### [Work to be completed]
In the news item about Mohamed Nasheed refusing to give a sample, duplicate everything from "Malé, Maldives –" down to "not remember it.", word for word.

### [Supplied passage]
┄┄┄┄┄┄┄┄┄┄┄┄┄┄┄┄┄┄┄┄
Malé, Maldives – Former President and Speaker of Parliament, Mohamed Nasheed has refused to give sample at a random sampling location stating that he does not remember is national identity card number.
After finishing the campaign for Local Council and Women’s Development Committee Elections, Speaker Nasheed talked to the RRT team that was stationed near Dharubaaruge. The team had asked Speaker Nasheed for his ID card number to take his sample, which he refused to give as he apparently did not remember it.
According to local online media ‘One Online’, the RRT team had then told Speaker Nasheed that they could find out the card number and that it would be alright to take his sample. Speaker Nasheed did not give much attention to this and left the area without giving his sample.
Speaker Nasheed’s sample had been collected two times before, when there was no community spread in Malé. This was last year, between March 14 and 19, when all travelers coming from England were tested for Covid-19. Even back then, Speaker Nasheed talked in a way that it was evident he did not want to give his sample.
┄┄┄┄┄┄┄┄┄┄┄┄┄┄┄┄┄┄┄┄
### [Records provided]
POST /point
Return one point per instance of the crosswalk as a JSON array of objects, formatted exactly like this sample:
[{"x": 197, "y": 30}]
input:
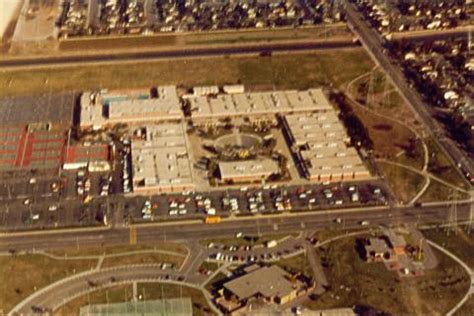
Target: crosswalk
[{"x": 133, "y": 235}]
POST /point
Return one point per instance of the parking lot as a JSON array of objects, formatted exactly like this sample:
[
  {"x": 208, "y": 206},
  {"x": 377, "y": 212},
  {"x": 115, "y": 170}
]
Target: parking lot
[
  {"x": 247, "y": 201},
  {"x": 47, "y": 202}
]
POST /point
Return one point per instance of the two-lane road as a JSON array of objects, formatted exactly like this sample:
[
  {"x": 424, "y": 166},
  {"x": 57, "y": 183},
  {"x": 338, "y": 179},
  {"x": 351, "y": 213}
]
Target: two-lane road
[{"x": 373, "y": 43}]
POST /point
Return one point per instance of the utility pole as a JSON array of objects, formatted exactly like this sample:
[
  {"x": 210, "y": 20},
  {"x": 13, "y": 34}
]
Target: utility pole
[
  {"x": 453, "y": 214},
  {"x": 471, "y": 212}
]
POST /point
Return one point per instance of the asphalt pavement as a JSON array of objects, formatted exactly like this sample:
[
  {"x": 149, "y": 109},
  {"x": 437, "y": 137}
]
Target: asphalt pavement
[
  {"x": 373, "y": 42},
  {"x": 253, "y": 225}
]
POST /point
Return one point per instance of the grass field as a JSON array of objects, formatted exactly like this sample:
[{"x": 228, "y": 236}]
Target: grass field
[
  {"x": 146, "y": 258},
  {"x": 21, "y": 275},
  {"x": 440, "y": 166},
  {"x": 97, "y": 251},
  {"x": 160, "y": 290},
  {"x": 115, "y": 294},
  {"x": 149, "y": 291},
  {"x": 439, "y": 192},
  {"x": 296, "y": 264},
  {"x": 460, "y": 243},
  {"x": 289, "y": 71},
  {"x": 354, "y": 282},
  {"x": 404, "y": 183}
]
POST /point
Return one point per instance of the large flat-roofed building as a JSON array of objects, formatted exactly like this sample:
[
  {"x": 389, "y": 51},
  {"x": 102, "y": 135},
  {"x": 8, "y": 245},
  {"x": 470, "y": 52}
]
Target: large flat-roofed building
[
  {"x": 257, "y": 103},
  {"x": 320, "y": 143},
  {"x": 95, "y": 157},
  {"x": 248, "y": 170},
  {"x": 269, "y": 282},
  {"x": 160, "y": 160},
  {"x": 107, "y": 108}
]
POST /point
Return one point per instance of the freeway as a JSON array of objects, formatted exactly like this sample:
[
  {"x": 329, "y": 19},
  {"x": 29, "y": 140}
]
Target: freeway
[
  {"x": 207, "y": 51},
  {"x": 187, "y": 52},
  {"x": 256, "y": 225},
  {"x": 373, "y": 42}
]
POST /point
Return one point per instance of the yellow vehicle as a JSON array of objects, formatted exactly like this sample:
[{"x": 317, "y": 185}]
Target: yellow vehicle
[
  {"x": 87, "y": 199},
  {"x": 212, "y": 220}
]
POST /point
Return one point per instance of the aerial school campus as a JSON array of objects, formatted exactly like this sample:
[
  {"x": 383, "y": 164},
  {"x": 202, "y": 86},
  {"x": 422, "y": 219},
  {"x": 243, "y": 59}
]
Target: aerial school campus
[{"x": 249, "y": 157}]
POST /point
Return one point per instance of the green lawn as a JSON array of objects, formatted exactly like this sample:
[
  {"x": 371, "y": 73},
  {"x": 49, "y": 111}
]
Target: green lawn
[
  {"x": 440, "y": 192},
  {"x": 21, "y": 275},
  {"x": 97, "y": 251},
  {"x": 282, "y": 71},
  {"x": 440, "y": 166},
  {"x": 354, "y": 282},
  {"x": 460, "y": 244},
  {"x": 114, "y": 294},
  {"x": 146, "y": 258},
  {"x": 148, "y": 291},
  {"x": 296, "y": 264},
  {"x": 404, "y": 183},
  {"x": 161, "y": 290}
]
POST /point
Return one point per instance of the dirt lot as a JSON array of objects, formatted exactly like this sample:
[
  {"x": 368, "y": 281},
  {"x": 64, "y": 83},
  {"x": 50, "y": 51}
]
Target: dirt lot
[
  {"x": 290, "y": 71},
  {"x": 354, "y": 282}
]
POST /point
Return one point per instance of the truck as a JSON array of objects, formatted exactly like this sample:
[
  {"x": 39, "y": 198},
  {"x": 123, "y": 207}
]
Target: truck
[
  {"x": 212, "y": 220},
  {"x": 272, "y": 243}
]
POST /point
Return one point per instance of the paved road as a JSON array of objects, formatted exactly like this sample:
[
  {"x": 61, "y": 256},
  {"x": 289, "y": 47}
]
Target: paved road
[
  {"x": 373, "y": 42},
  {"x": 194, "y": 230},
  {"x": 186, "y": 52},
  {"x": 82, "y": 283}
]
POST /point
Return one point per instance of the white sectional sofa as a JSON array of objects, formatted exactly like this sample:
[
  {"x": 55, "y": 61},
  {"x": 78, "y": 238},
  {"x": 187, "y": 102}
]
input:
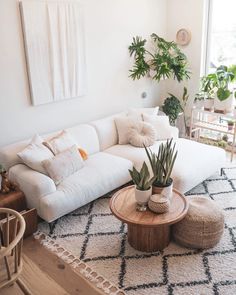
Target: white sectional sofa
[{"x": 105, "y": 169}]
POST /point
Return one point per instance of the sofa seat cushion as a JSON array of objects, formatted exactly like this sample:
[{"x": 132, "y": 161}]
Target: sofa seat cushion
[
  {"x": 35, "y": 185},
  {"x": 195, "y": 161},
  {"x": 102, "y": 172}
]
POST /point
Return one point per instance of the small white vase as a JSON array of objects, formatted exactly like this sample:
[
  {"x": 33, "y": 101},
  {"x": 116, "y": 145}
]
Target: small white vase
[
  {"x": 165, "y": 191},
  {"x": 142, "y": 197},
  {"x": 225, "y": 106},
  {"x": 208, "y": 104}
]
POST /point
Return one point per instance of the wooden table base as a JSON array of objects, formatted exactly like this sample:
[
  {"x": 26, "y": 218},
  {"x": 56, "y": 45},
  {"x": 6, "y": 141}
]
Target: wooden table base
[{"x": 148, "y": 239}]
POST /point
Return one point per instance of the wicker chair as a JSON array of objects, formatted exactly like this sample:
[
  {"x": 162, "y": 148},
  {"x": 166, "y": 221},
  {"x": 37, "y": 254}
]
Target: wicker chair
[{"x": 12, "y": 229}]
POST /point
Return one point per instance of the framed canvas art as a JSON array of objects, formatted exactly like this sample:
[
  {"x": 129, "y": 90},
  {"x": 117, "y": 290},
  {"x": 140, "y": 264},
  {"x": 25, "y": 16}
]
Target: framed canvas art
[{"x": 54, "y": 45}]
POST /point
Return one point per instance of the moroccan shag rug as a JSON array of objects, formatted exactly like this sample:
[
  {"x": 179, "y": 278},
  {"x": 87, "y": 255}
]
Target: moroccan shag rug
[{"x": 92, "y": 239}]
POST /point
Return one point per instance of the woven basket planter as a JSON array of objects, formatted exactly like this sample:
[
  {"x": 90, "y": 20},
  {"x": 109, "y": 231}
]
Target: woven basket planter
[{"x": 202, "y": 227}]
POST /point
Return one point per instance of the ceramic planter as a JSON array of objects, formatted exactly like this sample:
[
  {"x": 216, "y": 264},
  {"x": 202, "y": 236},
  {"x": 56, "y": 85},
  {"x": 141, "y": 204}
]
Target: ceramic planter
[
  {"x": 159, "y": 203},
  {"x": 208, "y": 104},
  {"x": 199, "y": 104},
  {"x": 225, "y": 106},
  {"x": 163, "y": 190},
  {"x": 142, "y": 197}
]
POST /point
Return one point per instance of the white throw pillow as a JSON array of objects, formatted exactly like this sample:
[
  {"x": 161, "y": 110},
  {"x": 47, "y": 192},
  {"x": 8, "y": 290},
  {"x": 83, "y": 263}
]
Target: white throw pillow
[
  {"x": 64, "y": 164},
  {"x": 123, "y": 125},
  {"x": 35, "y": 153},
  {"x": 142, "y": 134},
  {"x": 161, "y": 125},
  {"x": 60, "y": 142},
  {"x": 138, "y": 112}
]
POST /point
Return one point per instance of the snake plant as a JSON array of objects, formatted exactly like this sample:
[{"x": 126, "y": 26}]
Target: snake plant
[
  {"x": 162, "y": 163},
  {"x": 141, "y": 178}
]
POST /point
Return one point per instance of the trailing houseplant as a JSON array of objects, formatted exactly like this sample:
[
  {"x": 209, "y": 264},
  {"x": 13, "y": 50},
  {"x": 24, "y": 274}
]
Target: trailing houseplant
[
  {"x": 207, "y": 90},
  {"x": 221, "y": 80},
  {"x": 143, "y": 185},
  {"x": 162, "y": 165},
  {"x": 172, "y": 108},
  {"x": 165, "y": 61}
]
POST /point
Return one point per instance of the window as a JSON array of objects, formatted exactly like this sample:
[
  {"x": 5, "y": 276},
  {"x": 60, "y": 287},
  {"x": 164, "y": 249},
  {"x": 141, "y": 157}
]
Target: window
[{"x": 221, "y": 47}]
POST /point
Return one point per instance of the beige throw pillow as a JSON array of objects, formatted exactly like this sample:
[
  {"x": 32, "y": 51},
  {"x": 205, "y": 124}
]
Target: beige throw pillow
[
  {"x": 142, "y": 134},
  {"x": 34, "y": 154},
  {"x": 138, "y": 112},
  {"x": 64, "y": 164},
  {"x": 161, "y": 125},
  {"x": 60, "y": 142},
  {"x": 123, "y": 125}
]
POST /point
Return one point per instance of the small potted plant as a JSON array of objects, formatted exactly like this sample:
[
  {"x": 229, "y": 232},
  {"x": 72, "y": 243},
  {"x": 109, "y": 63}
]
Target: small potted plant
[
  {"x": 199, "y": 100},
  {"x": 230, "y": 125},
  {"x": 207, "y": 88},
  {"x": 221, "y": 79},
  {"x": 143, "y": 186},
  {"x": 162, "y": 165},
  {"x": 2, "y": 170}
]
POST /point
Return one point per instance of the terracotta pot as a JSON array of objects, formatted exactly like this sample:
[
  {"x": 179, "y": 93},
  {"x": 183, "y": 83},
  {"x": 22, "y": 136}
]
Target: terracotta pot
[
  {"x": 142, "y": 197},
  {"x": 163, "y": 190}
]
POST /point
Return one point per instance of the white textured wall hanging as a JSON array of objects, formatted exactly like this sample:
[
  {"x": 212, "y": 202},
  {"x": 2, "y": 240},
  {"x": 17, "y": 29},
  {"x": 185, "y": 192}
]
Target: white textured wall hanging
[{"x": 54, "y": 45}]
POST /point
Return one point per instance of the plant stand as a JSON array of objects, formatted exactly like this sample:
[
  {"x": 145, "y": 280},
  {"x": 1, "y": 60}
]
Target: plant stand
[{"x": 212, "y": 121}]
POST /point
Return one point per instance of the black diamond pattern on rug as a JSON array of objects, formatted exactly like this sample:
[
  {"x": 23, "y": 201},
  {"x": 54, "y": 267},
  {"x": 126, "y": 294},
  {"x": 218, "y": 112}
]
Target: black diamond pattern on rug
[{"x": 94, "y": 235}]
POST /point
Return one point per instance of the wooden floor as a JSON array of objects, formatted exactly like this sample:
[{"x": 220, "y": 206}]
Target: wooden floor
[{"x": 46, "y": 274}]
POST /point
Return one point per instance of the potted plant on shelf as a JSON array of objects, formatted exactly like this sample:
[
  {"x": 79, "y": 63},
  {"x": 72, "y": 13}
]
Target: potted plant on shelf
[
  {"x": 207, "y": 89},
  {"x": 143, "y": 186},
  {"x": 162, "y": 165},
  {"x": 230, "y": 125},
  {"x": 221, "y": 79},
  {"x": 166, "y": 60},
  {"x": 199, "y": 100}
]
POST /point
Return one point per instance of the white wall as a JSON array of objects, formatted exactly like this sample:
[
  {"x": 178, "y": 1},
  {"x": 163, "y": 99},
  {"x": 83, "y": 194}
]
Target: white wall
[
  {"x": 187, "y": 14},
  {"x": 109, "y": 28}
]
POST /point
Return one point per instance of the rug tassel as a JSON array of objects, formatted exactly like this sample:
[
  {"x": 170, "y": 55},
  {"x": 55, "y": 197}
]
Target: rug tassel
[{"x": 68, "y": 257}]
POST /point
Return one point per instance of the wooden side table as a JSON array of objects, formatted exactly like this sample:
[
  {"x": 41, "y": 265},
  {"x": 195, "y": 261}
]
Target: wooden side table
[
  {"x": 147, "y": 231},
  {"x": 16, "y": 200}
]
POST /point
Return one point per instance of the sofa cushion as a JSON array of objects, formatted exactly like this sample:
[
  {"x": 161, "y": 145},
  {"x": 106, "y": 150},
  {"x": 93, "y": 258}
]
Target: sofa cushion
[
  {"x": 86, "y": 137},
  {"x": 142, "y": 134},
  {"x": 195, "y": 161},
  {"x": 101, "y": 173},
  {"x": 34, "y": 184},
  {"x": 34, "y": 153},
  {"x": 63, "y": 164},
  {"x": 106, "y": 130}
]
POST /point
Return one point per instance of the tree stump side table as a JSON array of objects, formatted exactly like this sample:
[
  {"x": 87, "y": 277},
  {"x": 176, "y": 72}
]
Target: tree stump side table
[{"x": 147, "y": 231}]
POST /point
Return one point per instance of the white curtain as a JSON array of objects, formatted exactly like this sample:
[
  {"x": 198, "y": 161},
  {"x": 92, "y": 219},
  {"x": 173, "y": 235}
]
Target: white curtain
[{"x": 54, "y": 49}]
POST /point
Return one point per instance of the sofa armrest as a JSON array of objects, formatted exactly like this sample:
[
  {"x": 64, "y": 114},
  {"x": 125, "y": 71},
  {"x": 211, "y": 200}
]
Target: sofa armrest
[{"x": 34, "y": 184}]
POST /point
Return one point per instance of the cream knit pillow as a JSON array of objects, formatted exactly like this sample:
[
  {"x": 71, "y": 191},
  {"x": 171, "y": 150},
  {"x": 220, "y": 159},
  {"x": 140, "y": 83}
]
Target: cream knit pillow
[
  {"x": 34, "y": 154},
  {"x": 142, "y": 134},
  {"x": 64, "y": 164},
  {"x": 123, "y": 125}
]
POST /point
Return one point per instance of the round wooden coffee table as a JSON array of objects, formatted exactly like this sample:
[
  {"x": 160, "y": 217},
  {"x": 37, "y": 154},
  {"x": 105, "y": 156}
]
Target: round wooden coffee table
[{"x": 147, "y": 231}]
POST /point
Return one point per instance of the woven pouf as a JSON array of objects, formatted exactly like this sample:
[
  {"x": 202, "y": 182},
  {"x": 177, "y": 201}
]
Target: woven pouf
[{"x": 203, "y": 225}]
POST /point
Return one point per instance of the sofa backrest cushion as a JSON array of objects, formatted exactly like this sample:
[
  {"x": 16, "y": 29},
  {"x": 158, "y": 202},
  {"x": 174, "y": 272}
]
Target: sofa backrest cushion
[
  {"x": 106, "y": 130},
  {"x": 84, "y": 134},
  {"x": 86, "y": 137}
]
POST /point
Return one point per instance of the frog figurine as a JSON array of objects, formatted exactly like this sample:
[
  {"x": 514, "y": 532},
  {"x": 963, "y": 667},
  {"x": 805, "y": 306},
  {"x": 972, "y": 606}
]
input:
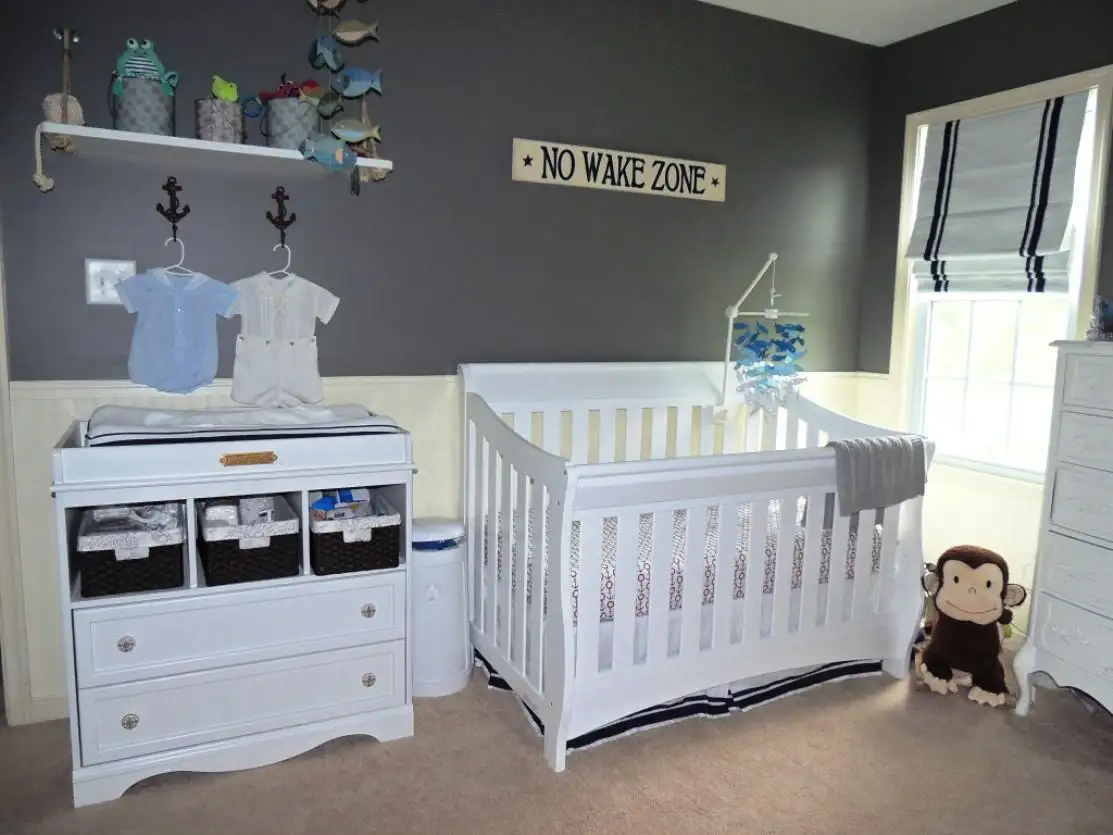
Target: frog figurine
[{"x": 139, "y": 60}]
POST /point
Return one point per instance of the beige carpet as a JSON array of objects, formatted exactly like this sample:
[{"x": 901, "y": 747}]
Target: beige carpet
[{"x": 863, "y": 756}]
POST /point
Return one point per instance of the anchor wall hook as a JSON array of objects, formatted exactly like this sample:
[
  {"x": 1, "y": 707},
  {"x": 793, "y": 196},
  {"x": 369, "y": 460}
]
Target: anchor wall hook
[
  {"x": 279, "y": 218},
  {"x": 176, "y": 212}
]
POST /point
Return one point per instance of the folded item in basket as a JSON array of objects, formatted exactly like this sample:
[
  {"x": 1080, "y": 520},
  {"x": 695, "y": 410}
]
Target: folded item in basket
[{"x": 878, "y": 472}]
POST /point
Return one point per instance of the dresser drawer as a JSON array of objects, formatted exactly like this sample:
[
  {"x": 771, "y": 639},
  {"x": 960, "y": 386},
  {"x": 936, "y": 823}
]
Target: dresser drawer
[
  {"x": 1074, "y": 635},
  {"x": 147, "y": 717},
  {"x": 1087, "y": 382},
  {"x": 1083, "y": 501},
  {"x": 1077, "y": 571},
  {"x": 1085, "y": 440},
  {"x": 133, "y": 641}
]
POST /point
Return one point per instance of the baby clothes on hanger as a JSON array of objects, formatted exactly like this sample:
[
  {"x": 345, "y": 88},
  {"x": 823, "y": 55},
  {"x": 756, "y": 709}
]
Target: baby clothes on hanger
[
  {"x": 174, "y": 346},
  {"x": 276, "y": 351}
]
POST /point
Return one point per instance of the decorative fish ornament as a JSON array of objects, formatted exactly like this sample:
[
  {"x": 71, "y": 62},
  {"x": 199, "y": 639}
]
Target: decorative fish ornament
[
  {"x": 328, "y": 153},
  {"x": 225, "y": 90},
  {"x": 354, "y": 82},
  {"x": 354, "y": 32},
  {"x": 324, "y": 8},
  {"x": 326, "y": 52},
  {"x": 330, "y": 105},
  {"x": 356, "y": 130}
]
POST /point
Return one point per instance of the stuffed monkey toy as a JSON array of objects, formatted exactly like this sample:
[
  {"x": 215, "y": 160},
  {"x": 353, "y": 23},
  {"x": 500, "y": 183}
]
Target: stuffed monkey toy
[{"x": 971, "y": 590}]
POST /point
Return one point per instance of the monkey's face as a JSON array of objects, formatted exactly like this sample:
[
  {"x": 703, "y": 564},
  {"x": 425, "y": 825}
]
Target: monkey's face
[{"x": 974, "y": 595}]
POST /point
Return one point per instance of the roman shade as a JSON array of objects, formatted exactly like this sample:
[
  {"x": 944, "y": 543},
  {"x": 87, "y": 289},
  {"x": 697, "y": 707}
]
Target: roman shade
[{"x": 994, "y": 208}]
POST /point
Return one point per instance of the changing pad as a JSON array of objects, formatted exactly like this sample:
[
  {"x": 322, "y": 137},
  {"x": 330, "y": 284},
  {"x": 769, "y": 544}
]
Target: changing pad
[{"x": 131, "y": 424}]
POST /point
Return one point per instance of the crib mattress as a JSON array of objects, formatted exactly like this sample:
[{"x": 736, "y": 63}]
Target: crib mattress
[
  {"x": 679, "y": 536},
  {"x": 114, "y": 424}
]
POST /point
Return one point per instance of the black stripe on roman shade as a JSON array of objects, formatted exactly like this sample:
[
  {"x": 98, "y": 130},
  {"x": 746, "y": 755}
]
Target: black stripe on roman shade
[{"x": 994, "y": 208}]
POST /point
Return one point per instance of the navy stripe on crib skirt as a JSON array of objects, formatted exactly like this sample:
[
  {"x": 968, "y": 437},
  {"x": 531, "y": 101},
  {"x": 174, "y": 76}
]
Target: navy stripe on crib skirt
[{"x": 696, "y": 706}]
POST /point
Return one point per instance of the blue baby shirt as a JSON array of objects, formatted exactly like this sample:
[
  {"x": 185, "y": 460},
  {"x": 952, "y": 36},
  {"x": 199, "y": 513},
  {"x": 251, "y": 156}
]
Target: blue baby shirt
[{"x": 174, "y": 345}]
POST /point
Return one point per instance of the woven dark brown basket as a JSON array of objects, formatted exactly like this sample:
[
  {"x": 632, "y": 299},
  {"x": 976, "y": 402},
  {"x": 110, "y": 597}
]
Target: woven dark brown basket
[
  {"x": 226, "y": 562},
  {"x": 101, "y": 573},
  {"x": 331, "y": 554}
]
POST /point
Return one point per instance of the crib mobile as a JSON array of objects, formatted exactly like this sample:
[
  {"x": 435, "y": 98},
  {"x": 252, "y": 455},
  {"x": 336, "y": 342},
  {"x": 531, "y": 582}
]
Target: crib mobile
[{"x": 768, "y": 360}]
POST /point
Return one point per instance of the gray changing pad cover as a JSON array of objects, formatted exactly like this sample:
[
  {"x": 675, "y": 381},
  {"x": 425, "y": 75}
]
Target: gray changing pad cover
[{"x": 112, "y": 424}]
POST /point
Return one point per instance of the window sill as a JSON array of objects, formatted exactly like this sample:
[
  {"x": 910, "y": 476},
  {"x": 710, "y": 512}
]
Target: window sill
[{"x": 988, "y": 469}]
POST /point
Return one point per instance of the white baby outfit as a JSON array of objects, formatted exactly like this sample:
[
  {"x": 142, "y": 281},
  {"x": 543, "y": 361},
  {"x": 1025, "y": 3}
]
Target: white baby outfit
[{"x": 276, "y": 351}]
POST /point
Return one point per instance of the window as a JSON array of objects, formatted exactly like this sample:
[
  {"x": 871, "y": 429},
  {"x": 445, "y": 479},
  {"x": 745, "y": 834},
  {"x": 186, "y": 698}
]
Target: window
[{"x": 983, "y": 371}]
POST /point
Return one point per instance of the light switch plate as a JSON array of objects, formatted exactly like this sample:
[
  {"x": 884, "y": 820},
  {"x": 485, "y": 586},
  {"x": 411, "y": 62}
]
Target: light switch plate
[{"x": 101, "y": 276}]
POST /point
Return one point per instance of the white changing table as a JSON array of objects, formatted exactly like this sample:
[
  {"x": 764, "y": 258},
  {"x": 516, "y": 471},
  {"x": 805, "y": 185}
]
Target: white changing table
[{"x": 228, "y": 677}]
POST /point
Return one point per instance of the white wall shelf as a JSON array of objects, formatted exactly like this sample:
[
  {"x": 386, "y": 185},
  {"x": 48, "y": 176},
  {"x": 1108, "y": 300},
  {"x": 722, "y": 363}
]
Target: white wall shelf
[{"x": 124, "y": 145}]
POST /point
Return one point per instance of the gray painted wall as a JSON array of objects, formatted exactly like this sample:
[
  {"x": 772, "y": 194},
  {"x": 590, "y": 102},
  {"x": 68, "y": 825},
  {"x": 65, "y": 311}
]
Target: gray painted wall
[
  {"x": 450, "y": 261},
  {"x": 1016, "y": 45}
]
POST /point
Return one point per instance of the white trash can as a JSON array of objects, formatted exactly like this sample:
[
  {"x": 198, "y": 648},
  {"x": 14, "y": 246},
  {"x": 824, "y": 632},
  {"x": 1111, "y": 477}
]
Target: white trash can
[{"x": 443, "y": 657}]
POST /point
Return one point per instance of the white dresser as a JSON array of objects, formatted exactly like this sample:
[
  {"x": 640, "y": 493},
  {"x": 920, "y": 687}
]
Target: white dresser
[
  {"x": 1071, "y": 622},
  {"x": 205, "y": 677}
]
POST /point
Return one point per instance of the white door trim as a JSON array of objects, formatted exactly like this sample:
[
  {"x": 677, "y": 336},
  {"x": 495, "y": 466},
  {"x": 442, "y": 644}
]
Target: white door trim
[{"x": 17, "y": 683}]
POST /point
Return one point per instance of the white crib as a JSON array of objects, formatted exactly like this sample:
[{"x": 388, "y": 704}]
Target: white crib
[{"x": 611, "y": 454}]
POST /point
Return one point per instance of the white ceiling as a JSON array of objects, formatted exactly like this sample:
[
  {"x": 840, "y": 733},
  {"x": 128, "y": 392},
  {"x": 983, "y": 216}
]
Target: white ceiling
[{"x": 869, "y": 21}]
┄┄┄┄┄┄┄┄┄┄┄┄┄┄┄┄┄┄┄┄
### [Expected output]
Malé, Maldives – Former President and Speaker of Parliament, Mohamed Nasheed has refused to give sample at a random sampling location stating that he does not remember is national identity card number.
After finishing the campaign for Local Council and Women’s Development Committee Elections, Speaker Nasheed talked to the RRT team that was stationed near Dharubaaruge. The team had asked Speaker Nasheed for his ID card number to take his sample, which he refused to give as he apparently did not remember it.